*Action item:*
When you reach the line containing "Give each point" in the data below, reproduce it and every line that follows, exactly and without additions.

(Records excerpted from a collection)

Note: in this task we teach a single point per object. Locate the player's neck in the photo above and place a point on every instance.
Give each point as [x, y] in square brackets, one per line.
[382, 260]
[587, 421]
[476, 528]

*Your response:*
Give each point as [x, y] in square brackets, one per line.
[382, 260]
[587, 421]
[476, 528]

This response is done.